### What you will do
Starting at the beginning of the items below and ending at the line that contains "Segment every instance of the white", arrange those lines as a JSON list of strings with one string per line, leaving out blank lines. Include no other lines.

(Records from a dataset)
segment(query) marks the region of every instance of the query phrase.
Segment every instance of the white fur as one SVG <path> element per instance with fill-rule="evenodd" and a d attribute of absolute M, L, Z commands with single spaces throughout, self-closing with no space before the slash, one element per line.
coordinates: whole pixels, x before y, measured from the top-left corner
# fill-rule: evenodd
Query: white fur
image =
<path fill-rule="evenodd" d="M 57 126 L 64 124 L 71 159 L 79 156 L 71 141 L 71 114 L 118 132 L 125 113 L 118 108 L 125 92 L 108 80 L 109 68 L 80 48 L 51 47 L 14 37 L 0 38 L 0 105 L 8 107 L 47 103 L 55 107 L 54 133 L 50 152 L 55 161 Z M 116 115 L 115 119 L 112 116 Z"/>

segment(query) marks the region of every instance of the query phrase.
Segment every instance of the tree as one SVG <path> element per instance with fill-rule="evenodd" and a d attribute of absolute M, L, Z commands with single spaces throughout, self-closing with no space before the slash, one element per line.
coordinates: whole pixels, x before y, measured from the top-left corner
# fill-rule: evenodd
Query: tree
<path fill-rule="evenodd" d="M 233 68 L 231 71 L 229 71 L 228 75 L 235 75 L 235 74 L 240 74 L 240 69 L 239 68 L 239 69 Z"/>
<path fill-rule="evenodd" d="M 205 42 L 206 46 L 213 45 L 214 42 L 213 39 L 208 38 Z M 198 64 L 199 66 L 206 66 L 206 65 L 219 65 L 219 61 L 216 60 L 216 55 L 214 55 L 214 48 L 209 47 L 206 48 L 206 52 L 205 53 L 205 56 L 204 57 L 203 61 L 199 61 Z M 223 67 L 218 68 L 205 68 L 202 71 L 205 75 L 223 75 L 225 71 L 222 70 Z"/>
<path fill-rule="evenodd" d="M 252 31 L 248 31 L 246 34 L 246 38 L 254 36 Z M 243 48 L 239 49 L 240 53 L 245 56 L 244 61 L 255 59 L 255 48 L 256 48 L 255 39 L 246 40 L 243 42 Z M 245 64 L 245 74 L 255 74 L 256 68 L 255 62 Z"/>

### Reply to the exercise
[
  "segment(query) marks the region of every instance of the query phrase.",
  "Segment every instance of the white fur as one SVG <path> element per instance with fill-rule=\"evenodd\" and a d attribute of absolute M, L, Z commands with single spaces throughout, self-closing with no space before the slash, one element per line."
]